Page excerpt
┌──
The simple curved bridge was built in the Japanese style, but painted green and not the traditional red, and capped with a trellis to support wisteria. This water garden has its roots in the Japanese tradition: lake, winding paths and points of contemplation. Monet enhanced the oriental atmosphere by planting bamboo, Japanese maples, tree peonies, weeping willows, water iris and every imaginable variety of water lily.
In my imagination, I can picture an elderly, bearded gentleman sitting on a garden bench, smoking a pipe with his wonderfully expressive hands. I can see him too seated at his easel and painting the scene before me. But he really comes to life as I wander through his home, which remains true to his time. After his death in 1926, the garden passed to his son Michel Monet. No money was spent so it rapidly declined. Claude Monet had employed 10 gardeners at the peak of the garden’s glory. Michel was not interested and had no children. He bequested Giverny to the French nation under an Académie des Beaux-Arts scheme. But with no maintenance bequest, the academy could not fund its renovation and so sought the support of some prominent American benefactors to donate the funds to restore Giverny.
So under the umbrella of the Versailles Foundation, Giverny was completely restored. Flower garden beds were retraced and pathways re-laid. The original apple trees remain along with the pleached lime walk where Monet was often photographed. Indeed it is from these photographs that the garden was recreated. The painstaking task to piece together a garden that took 43 years to build and just a few years to disappear took another three years and Giverny opened to the public in 1980.
The planting schemes remain faithful to Monet’s colours. Six gardeners work tirelessly to maintain them, especially once the garden closes on October 31 for five months. Beds are stripped, frost-tender plants are dug up to spend the forthcoming cold winter in a heated glasshouse. Dahlia tubers are dried, labelled and stored. And then it all starts again with 180,000 annuals and the same number of perennials, all raised from seed. Beds are dug, renovated and fertilised. Thousands of bulbs are planted before winter sets in and the ground freezes. And then once again in spring - what a glorious resurrection!
└──
[Records excerpted from a collection]
┌──
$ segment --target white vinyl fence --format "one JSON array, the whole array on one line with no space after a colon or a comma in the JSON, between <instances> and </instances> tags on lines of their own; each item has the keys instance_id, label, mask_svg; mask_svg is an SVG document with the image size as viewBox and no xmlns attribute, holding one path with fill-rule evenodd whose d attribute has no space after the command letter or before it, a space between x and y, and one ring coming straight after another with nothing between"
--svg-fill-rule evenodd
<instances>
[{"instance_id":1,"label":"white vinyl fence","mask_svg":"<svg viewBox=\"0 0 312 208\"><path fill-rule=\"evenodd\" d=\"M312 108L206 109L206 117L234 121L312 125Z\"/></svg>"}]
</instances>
└──
Work instructions
**A)** Do these statements agree with the text about Monet's garden at Giverny? For each, answer yes or no and quote the words from the text that decide it. (i) The bridge was painted red in the traditional way. (ii) Giverny opened to the public in 1980. (iii) Michel Monet had children.
**B)** Pick up the text about Monet's garden at Giverny after its final sentence and continue it.

Responses per task
**A)**
(i) No: "painted green and not the traditional red"
(ii) Yes: "Giverny opened to the public in 1980"
(iii) No: "Michel was not interested and had no children"

**B)**
Design Notes
High ho roses!
Roses are best seen at eye level, climbing over arbours and arches. Make sure your arch is wide enough for two people to walk through without being pricked. Plant a rose of the same variety at each end to meet in the centre. A good metallurgist will create the arbour of your dreams
Under roses
Standard roses allow plenty of space beneath for planting a mass of flowers. Pansies, petunias, iris, wallflowers, campanulas, salvia and lamb’s ear all grow well and won’t out-compete the rose for food.
Softly, softly
Careful colour planning gives charming results. If you want a soft and feminine garden, choose melodious colours such as pink with mauve. To give your garden a romantic quality, repeat this colour scheme throughout.
Weed free
Truly fabulous flower gardens result from planting a mixture of annual and perennial flowers so there are no bare patches. Avoid over-planting flowering plants or a lack of light will inhibit your flowers, allowing weed seeds to germinate.
Opposites attract
Use flower combinations to create drama in your garden. Purple and orange are opposite on the colour wheel, so when planted together, they add commotion and excitement.
Border security
Border plants will define a pathway and soften the overall design of a garden. Choose ground hugging, soft-textured plants that won’t scratch your legs. We like dwarf catmint, bearded iris, nasturtium and scented leafed geranium.